Jak to jest być babcią?

2016-01-21 12:00:00(ost. akt: 2016-01-21 12:48:35)

Autor zdjęcia: Archiwum rodzinne

Dziadkowie - w tak wielu kwestiach niezastąpieni: przyczyniają się do wychowania wnuków, pomagają dzieciom godzić pracę zawodową z obowiązkami domowymi, a ich sędziwy wiek kojarzony jest również z mądrością życiową.
O byciu babcią i świętowaniu 21 stycznia rozmawiamy z panią Krystyną, mieszkanką Nidzicy, babcią trojga wnucząt: 10-letniego Aleksandra, 7-letniej Maryli i 4-letniego Mikołaja.

Jak się Pani poczuła po raz pierwszy w roli babci?

◆ ◆ ◆ ◆ ◆

Proszę powtórzyć dokładnie tę część wybranego fragmentu, którą otwierają słowa zawierające „Autor zdjęcia: Archiwum”, a zamykają słowa „i 4-letniego Mikołaja.”. Materiał nie ma tu żadnego znaczenia.

ZEBRANY MATERIAŁ =
◆ ◆ ◆ ◆ ◆

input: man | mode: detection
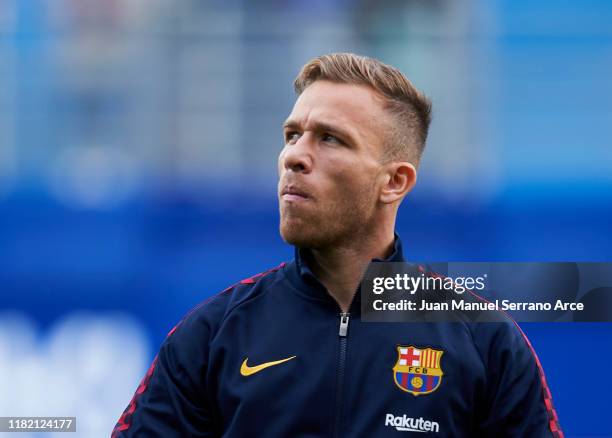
[113,54,563,438]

◆ ◆ ◆ ◆ ◆

WYNIK =
Autor zdjęcia: Archiwum rodzinne

Dziadkowie - w tak wielu kwestiach niezastąpieni: przyczyniają się do wychowania wnuków, pomagają dzieciom godzić pracę zawodową z obowiązkami domowymi, a ich sędziwy wiek kojarzony jest również z mądrością życiową.
O byciu babcią i świętowaniu 21 stycznia rozmawiamy z panią Krystyną, mieszkanką Nidzicy, babcią trojga wnucząt: 10-letniego Aleksandra, 7-letniej Maryli i 4-letniego Mikołaja.